#### Record list

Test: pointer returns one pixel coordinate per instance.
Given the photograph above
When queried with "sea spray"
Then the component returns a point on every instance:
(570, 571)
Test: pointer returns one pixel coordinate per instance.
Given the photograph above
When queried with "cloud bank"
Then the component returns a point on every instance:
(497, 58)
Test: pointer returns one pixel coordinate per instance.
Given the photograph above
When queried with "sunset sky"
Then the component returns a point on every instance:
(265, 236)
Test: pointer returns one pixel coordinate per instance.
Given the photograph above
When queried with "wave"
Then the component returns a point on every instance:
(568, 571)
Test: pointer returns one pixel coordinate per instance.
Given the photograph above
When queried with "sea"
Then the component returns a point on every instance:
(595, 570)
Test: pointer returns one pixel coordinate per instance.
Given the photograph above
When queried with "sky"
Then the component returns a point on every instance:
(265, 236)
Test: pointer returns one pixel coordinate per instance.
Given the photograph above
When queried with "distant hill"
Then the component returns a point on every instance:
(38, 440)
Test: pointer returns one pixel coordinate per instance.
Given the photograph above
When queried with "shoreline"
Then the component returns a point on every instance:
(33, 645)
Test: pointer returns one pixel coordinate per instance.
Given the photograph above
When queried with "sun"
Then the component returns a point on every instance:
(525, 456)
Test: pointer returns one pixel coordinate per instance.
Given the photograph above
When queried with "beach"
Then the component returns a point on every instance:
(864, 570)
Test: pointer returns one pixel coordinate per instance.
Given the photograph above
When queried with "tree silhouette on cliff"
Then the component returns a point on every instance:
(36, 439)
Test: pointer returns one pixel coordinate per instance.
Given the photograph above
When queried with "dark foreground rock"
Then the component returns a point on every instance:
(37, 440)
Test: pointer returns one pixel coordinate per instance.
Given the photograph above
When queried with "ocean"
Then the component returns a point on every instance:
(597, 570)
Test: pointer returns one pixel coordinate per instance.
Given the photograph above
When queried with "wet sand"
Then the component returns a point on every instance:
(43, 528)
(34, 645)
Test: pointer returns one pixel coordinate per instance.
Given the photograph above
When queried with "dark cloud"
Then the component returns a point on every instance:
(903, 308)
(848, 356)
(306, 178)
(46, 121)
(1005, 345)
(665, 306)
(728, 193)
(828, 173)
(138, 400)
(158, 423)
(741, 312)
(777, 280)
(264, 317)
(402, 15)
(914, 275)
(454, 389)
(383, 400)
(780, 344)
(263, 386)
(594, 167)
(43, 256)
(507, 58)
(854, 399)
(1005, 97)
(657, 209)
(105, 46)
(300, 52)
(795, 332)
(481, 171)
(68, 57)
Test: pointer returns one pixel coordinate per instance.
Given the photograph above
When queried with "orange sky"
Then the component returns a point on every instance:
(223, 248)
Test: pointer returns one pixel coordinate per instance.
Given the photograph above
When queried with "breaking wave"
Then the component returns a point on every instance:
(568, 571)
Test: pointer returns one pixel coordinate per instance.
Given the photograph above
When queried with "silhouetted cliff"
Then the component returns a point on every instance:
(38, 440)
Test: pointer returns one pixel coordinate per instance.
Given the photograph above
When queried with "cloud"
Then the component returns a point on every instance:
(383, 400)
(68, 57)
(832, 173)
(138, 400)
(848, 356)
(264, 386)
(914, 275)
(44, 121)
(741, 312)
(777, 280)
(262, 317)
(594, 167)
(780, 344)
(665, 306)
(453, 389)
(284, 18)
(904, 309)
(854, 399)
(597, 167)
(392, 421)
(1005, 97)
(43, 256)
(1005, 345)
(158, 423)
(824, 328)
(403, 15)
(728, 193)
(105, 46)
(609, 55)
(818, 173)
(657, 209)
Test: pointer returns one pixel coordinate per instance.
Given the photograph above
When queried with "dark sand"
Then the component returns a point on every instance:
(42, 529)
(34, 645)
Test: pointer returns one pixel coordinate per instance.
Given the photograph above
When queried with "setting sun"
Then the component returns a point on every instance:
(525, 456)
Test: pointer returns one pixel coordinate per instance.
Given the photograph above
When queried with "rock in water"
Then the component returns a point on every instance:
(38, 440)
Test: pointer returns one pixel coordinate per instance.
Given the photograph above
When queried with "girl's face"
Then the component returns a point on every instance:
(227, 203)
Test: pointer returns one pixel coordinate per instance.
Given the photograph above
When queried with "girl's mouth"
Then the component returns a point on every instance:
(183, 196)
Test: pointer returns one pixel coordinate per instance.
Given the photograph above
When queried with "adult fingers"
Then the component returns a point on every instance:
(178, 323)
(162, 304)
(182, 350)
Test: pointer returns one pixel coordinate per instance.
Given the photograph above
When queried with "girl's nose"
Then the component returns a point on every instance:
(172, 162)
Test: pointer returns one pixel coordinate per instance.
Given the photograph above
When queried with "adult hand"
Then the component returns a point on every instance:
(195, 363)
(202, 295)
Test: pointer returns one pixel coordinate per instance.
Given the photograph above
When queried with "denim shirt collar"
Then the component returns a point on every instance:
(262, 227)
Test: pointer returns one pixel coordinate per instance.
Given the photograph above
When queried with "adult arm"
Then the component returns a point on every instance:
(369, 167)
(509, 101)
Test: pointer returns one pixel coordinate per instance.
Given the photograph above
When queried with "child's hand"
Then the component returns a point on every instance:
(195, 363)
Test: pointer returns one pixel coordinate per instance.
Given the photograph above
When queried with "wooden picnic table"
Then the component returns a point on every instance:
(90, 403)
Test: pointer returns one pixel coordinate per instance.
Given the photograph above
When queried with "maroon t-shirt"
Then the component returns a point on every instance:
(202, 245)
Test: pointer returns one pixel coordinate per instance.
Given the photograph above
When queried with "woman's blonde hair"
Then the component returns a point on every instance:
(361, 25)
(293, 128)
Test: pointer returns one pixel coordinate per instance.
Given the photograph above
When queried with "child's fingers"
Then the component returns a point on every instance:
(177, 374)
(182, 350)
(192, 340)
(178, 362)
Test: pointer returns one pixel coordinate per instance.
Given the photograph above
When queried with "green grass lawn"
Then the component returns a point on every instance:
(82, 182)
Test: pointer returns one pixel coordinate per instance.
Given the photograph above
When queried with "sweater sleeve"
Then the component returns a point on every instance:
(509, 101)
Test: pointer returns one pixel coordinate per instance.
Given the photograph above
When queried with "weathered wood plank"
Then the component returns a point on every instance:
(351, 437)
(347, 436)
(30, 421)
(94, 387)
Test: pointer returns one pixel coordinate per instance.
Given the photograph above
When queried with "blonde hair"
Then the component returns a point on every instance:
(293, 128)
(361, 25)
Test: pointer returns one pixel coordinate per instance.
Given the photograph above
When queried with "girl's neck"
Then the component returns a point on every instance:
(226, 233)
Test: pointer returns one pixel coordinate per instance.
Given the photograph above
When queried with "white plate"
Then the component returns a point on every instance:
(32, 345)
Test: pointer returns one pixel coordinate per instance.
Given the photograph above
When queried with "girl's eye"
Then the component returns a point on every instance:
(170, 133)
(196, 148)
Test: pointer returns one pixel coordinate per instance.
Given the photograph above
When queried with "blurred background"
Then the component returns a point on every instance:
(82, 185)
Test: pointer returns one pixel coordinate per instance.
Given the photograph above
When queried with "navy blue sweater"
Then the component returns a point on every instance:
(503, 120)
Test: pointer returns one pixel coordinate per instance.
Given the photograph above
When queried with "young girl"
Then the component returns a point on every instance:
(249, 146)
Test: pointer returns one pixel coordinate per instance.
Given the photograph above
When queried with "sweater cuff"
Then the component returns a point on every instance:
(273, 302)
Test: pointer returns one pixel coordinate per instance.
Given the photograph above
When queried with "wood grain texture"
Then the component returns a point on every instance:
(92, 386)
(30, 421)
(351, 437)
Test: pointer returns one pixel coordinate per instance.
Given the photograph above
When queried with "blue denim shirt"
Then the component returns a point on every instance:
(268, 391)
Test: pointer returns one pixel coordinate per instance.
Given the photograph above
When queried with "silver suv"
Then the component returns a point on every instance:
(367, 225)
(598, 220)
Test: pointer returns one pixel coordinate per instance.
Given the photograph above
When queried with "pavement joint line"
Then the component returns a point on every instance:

########

Filter the material above down to the lines that contain the string "sweater", and copy each of those lines. Match case exactly.

When queried with "sweater sleeve"
When queried with "navy blue sweater"
When queried with "sweater cuff"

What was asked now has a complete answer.